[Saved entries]
===============

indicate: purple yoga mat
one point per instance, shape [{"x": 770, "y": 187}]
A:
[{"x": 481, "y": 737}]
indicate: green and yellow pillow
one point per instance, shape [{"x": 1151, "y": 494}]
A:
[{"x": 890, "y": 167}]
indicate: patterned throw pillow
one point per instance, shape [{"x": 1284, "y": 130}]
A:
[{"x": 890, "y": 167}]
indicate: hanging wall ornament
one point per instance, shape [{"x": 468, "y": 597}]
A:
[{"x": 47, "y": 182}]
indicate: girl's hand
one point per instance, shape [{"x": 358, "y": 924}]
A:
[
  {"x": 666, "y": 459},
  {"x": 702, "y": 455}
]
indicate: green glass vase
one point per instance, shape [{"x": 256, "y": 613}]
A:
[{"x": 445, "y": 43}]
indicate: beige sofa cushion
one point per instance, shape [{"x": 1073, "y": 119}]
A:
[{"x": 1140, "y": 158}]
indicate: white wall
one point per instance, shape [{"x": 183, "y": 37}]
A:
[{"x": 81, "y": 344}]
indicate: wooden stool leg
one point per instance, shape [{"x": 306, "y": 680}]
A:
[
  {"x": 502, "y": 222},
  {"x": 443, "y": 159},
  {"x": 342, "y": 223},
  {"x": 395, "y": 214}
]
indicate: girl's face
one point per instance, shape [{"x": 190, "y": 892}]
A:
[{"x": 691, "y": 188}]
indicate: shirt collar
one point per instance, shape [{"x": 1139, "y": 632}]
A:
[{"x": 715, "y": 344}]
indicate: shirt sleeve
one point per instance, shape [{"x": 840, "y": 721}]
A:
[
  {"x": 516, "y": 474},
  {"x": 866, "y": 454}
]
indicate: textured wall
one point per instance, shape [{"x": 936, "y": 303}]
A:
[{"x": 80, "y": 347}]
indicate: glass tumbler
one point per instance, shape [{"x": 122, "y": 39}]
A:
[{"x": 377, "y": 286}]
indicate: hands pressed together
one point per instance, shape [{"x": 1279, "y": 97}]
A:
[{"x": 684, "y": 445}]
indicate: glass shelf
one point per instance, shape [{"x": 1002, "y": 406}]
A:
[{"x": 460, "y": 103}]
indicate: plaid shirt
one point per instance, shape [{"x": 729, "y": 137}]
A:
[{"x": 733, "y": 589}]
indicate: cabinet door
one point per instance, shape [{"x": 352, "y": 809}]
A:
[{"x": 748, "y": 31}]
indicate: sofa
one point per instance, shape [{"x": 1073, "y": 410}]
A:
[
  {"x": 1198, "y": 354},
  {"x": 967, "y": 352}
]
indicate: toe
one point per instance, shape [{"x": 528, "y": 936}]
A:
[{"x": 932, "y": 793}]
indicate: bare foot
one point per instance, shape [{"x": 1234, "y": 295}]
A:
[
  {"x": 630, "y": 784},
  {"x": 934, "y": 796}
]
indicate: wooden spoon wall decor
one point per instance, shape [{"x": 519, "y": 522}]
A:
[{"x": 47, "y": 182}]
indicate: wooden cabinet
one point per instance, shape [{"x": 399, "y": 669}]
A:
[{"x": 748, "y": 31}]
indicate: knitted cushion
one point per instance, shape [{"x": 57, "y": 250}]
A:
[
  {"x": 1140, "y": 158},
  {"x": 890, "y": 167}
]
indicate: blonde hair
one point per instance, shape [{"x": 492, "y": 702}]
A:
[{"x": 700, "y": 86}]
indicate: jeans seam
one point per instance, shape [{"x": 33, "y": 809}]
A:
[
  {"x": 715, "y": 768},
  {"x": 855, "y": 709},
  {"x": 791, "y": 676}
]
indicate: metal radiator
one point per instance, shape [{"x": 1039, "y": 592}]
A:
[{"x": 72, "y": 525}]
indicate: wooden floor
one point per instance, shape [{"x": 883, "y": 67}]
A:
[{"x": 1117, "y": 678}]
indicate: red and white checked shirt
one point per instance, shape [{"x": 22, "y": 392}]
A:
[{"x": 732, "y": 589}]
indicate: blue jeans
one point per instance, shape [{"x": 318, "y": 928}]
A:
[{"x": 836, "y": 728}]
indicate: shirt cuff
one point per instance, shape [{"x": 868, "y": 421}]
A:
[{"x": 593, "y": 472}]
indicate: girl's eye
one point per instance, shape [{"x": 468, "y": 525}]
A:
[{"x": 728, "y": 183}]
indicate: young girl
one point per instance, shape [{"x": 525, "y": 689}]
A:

===============

» WHAT IS EXPECTED
Every line in the data above has to be retyped exactly.

» ANSWER AREA
indicate: purple yoga mat
one point per instance, shape [{"x": 770, "y": 187}]
A:
[{"x": 481, "y": 737}]
indicate: green and yellow pillow
one point per instance, shape [{"x": 1151, "y": 494}]
A:
[{"x": 890, "y": 167}]
indicate: patterned throw pillow
one point per instance, shape [{"x": 1284, "y": 130}]
A:
[{"x": 890, "y": 167}]
indicate: hanging wall ornament
one point per instance, shape [{"x": 468, "y": 597}]
A:
[{"x": 47, "y": 182}]
indicate: girl's hand
one point per instance, shape [{"x": 358, "y": 924}]
A:
[
  {"x": 666, "y": 459},
  {"x": 702, "y": 455}
]
indicate: green glass vase
one point per instance, shape [{"x": 256, "y": 613}]
A:
[{"x": 445, "y": 43}]
indicate: beige sofa cushion
one point per instance, shape [{"x": 1073, "y": 119}]
A:
[{"x": 1140, "y": 158}]
indicate: white wall
one point per instance, shape [{"x": 183, "y": 37}]
A:
[{"x": 81, "y": 344}]
indicate: wooden stool leg
one point per instance, shape [{"x": 306, "y": 680}]
A:
[
  {"x": 502, "y": 222},
  {"x": 443, "y": 159},
  {"x": 342, "y": 223},
  {"x": 395, "y": 214}
]
indicate: girl's face
one point per instance, shape [{"x": 190, "y": 892}]
A:
[{"x": 691, "y": 188}]
indicate: shirt collar
one point per instance, shape [{"x": 1139, "y": 632}]
A:
[{"x": 715, "y": 344}]
indicate: shirt sleeve
one point per instance, shape [{"x": 840, "y": 721}]
A:
[
  {"x": 516, "y": 474},
  {"x": 866, "y": 454}
]
indicate: textured wall
one point per instance, shape [{"x": 936, "y": 303}]
A:
[{"x": 80, "y": 347}]
indicate: glass tumbler
one point per instance, shape [{"x": 122, "y": 39}]
A:
[{"x": 377, "y": 286}]
indicate: hands pressed together
one point per instance, shape [{"x": 1279, "y": 97}]
A:
[{"x": 684, "y": 445}]
indicate: glass shelf
one point per instance, shape [{"x": 1002, "y": 406}]
A:
[{"x": 460, "y": 103}]
indicate: plaid shirt
one point per instance, shape [{"x": 729, "y": 137}]
A:
[{"x": 733, "y": 589}]
indicate: cabinet door
one point per instance, shape [{"x": 352, "y": 809}]
A:
[{"x": 748, "y": 31}]
indicate: sofa
one point per instance, shape [{"x": 1073, "y": 410}]
A:
[
  {"x": 1198, "y": 354},
  {"x": 967, "y": 352}
]
indicate: toe
one point per instance, shape [{"x": 528, "y": 936}]
A:
[{"x": 932, "y": 793}]
indicate: bare foot
one point per instance, shape [{"x": 1234, "y": 295}]
A:
[
  {"x": 630, "y": 784},
  {"x": 934, "y": 796}
]
indicate: wooden spoon wall decor
one point per instance, shape [{"x": 519, "y": 522}]
A:
[{"x": 47, "y": 182}]
indicate: wooden cabinet
one point per instance, shape [{"x": 399, "y": 669}]
A:
[{"x": 748, "y": 31}]
indicate: knitted cushion
one point per instance, shape [{"x": 57, "y": 250}]
A:
[
  {"x": 1140, "y": 158},
  {"x": 890, "y": 167}
]
indicate: blonde hair
one point per instance, shape [{"x": 492, "y": 702}]
A:
[{"x": 700, "y": 86}]
indicate: jeans seam
one point per instance, shape [{"x": 33, "y": 809}]
A:
[
  {"x": 715, "y": 768},
  {"x": 855, "y": 709},
  {"x": 791, "y": 676}
]
indicate: metal radiator
one point per instance, shape [{"x": 1039, "y": 592}]
A:
[{"x": 72, "y": 525}]
indicate: wooden floor
one point per instance, shape [{"x": 883, "y": 67}]
A:
[{"x": 1117, "y": 678}]
indicate: red and white checked shirt
one point per instance, shape [{"x": 22, "y": 392}]
A:
[{"x": 732, "y": 589}]
indicate: blue jeans
one point per instance, shape [{"x": 318, "y": 928}]
A:
[{"x": 836, "y": 728}]
indicate: shirt cuff
one point per instance, shape [{"x": 868, "y": 421}]
A:
[{"x": 593, "y": 472}]
indicate: girl's eye
one point per instance, shape [{"x": 468, "y": 525}]
A:
[{"x": 728, "y": 183}]
indicate: young girl
one point per instance, shape [{"x": 525, "y": 689}]
A:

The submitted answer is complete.